▶ _PAGE_:
+--

Skip to content

Indian Ocean Variability & Regional Impacts

Background

The importance of the Indian Ocean sea surface temperature (SST) anomalies in modulating regional climate has recently received increasing recognition. Surface variability has been implicated in widespread changes to precipitation around Indian Ocean rim countries, including East Africa, India, Indonesia, and Australia. Non-uniform warming of the Indian Ocean has recently been described and characteristics of the dominant mode of tropical Indian Ocean variability are suggested to be changing. These factors highlight the need for a better understanding of the mechanisms by which Indian Ocean variability modulates regional rainfall. This has major implications for seasonal rainfall forecasting and will ultimately aid in improvements to water and agricultural management.

In a series of atmospheric general circulation model experiments, the potential impact of Indian Ocean SST anomalies in modulating low- to mid-latitude precipitation around the Indian Ocean-rim countries is examined (Ummenhofer et al. 2008, 2009a,b). SST anomalies closely resembling a leading mode of Indian Ocean variability with features of both tropical and subtropical Indian Ocean dipoles induce a basinwide re-organization of the atmospheric circulation (England et al. 2006). This induces significant changes to precipitation distributions over the surrounding landmasses.

Local and remote drivers of Indian Ocean heat content

Variations in eastern Indian Ocean upper-ocean thermal properties are assessed in Ummenhofer et al. (2013) for the period 1970–2004, with a particular focus on asymmetric features related to opposite phases of Indian Ocean dipole events, using high-resolution ocean model hindcasts. Sensitivity experiments, where interannual atmospheric forcing variability is restricted to the Indian or Pacific Ocean only, support the interpretation of forcing mechanisms for large-scale asymmetric behavior in eastern Indian Ocean variability. Years are classified according to eastern Indian Ocean subsurface heat content (HC) as proxy of thermocline variations. Years characterized by an anomalous low HC feature a zonal gradient in upper-ocean properties near the equator, while high events have a meridional gradient from the tropics into the subtropics. The spatial and temporal characteristics of the seasonal evolution of HC anomalies for the two cases is distinct, as is the relative contribution from Indian Ocean atmospheric forcing versus remote influences from Pacific wind forcing: low events develop rapidly during austral winter/spring in response to Indian Ocean wind forcing associated with an enhanced southeasterly monsoon driving coastal upwelling and a shoaling thermocline in the east; in contrast, formation of an anomalous high eastern Indian Ocean HC is more gradual, with anomalies earlier in the year expanding from the Indonesian Throughflow (ITF) region, initiated by remote Pacific wind forcing, and transmitted through the ITF via coastal wave dynamics. Implications for seasonal predictions arise with high HC events offering extended lead times for predicting thermocline variations and upper-ocean properties across the eastern Indian Ocean.

+--

▶ _RECORDS SUPPLIED_:
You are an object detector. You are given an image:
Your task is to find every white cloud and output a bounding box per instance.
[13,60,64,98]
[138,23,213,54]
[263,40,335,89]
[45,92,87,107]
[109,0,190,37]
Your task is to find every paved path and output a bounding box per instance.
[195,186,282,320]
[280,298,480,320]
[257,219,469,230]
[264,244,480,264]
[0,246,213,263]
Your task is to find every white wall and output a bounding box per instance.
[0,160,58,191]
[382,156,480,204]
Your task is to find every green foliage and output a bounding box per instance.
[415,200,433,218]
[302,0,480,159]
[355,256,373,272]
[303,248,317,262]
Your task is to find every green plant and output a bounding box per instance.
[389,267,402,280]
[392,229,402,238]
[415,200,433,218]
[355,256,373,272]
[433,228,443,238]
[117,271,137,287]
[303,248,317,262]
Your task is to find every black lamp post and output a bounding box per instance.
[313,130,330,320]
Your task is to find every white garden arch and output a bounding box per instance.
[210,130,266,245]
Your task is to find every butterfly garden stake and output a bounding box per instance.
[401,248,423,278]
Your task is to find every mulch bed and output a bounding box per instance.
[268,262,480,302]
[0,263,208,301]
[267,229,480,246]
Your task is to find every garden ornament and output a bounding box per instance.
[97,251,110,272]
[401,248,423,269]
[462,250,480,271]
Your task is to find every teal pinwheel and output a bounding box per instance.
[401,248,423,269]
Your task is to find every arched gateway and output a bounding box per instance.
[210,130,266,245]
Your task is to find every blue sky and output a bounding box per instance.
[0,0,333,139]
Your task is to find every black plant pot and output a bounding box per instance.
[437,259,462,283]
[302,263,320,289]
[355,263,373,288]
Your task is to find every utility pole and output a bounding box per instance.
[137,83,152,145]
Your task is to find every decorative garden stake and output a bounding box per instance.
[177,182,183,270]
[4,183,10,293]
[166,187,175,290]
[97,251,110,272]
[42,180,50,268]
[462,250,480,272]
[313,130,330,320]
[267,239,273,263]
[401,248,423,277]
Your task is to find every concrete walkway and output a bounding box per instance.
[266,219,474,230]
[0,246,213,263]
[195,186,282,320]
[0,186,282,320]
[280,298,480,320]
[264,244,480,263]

+--

▶ _STATED EXERCISE_:
In the Indian Ocean variability text, what period does the 2013 assessment of eastern Indian Ocean upper-ocean thermal properties cover?

▶ _FULL ANSWER_:
1970–2004.